**Passage given**

--- BEGIN ---

Actually it wasn’t a movie, it was a web series where each episode was posted online. Then much like When Evil Calls, it was ported over to a full movie despite a running time being only a hair over an hour. Knowing that helps explain things a little, mainly the pacing and general choppiness of it.

We are to assume that Brooke is a legit Vlogger and really wants to tackle some issues. Aside from talking endlessly, she takes the show on the road and starts performing some social experiments. Oh yeah, the first clip is her being killed on camera, but that’s just an aside. Instead we need to view awkward dates gone wrong and humiliation aplenty. Despite the segmented structure of the movie, it does follow three main acts. Brooke dating several people, which all end poorly, savage revenge via found footage and accompanying how-to instructional narration, and then twist endings; several of them.

One of the trouble….okay the main trouble is that we don’t feel sorry for anyone really in this movie. The victims whine so much we hope they meet and grisly end. Brooke is made to be one of the most unlikable characters in recent times, silently sitting by while she crushes the spirits of each person she’s bored with. You hope there will be a justifiable comeuppance at some point, since it would seem only fitting. But rather we see those who went through the horror of the non-horror elements of this movie getting the worst of it.

--- END ---

**Requirements**
(a) Reproduce the review's wording from "One of the trouble….okay" to "worst of it.".
(b) Answer these questions from the review.
(i) Before it became a full movie, in what form was the work first released?
(ii) What does the first clip show?
(iii) What does the review call the main trouble with the movie?

**Raw records**
--- BEGIN ---

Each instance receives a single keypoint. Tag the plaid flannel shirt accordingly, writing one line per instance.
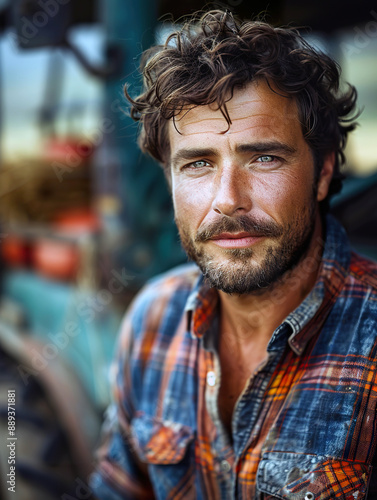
(303, 429)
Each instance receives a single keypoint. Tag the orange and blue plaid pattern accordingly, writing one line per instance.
(304, 427)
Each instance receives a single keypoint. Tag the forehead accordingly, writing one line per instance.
(255, 111)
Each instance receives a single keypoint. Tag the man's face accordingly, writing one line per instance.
(245, 200)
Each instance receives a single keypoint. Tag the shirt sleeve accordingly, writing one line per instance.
(119, 474)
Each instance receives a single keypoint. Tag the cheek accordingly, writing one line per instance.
(281, 196)
(191, 202)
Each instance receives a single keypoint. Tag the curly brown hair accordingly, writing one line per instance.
(204, 61)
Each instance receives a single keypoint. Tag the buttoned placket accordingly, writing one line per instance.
(221, 446)
(246, 409)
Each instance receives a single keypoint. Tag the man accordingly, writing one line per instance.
(253, 376)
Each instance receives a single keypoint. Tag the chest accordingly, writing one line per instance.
(236, 373)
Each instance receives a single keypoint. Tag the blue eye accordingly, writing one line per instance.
(199, 164)
(266, 158)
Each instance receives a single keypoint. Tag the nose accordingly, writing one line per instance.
(232, 193)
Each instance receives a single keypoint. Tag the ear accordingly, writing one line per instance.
(325, 176)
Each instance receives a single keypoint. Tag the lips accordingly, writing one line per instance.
(236, 240)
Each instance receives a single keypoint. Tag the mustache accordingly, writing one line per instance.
(243, 223)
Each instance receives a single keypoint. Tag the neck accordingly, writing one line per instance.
(255, 316)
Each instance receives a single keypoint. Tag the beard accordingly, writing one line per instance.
(240, 272)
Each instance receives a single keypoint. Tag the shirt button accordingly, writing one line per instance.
(211, 379)
(225, 466)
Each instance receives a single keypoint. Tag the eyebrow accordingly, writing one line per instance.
(187, 154)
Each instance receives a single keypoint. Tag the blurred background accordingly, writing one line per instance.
(85, 219)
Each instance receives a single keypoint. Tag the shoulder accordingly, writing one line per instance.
(363, 270)
(159, 305)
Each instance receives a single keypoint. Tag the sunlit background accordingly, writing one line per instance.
(85, 219)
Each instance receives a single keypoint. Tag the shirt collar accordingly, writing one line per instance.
(306, 320)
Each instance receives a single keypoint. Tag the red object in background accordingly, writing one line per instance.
(61, 259)
(56, 259)
(15, 251)
(75, 150)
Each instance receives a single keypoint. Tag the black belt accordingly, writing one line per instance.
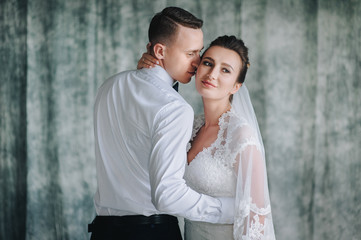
(100, 221)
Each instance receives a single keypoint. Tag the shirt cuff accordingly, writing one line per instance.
(227, 210)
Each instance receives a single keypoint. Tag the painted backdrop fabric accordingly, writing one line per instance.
(304, 80)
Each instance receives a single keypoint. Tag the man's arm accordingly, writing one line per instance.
(170, 194)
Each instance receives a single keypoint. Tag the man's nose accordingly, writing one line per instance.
(196, 61)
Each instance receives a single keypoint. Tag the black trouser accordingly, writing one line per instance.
(160, 227)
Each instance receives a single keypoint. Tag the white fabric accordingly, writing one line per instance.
(142, 127)
(234, 165)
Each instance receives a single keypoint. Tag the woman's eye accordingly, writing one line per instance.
(206, 63)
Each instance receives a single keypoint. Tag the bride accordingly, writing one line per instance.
(226, 155)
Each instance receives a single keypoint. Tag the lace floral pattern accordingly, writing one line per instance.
(213, 172)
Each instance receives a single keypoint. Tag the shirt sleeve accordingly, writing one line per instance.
(170, 194)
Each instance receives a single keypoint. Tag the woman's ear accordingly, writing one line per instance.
(236, 87)
(159, 51)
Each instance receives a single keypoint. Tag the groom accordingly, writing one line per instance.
(142, 126)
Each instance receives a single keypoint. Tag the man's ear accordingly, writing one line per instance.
(159, 51)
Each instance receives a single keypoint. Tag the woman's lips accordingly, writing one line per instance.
(208, 84)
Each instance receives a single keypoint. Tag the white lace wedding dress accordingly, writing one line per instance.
(216, 171)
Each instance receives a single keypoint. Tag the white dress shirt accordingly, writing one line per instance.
(142, 127)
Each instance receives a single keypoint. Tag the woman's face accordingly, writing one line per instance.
(217, 73)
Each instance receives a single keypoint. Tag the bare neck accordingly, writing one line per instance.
(213, 110)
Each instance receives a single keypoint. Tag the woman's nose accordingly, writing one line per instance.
(196, 61)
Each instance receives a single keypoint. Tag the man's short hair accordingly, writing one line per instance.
(164, 24)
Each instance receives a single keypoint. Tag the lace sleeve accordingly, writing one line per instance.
(253, 219)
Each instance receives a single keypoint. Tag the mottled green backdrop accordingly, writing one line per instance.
(305, 82)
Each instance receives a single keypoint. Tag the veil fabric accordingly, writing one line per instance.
(253, 219)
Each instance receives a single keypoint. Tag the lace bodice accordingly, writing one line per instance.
(231, 167)
(212, 171)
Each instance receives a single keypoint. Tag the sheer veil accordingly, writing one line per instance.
(253, 219)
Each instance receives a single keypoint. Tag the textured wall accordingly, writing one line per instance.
(304, 81)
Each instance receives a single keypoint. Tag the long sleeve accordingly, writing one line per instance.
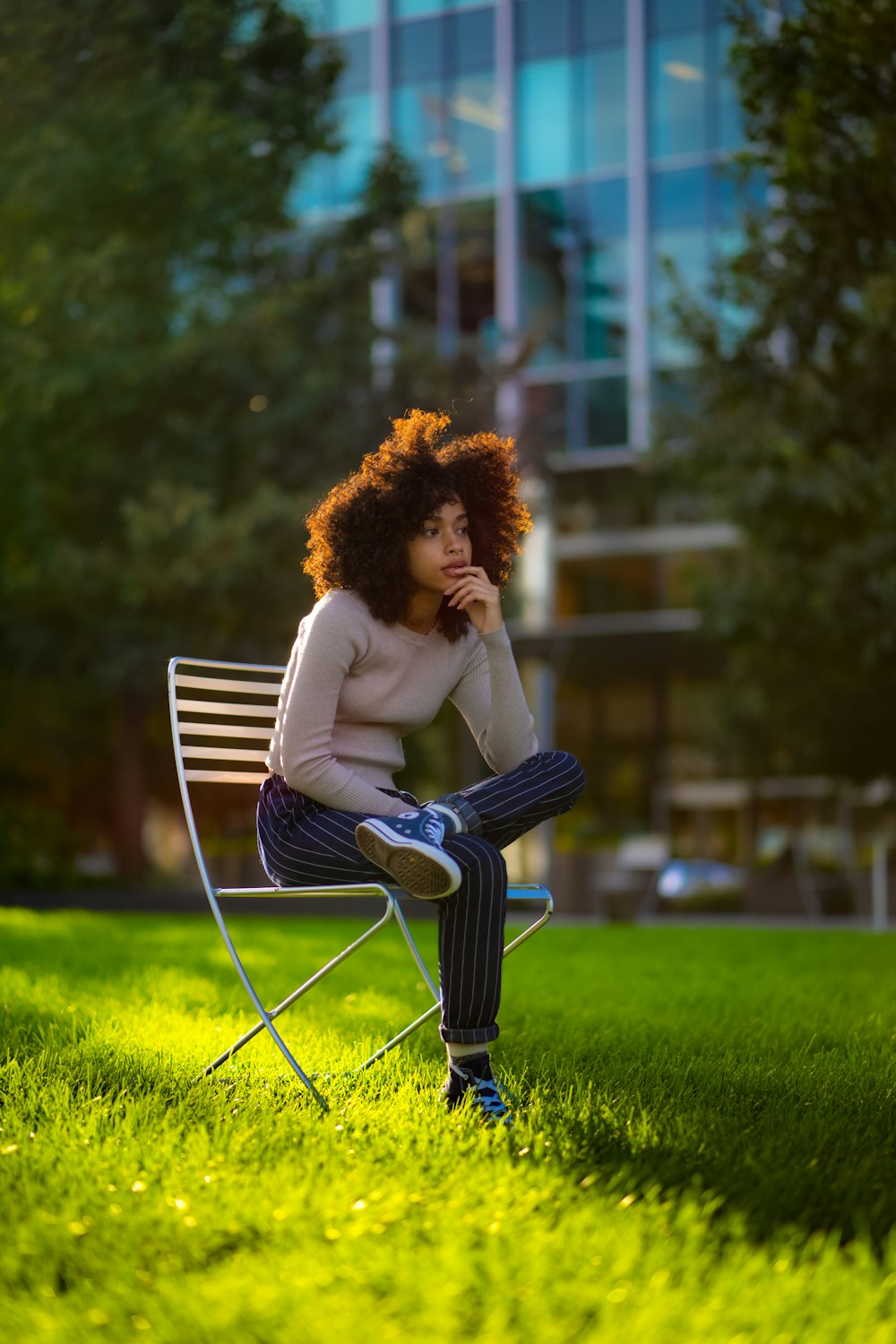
(330, 642)
(490, 698)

--- END ---

**Expected responses**
(a)
One of the trouble….okay the main trouble is that we don’t feel sorry for anyone really in this movie. The victims whine so much we hope they meet and grisly end. Brooke is made to be one of the most unlikable characters in recent times, silently sitting by while she crushes the spirits of each person she’s bored with. You hope there will be a justifiable comeuppance at some point, since it would seem only fitting. But rather we see those who went through the horror of the non-horror elements of this movie getting the worst of it.

(b)
(i) A web series, with each episode posted online.
(ii) Brooke being killed on camera.
(iii) That the viewer does not really feel sorry for anyone in the movie.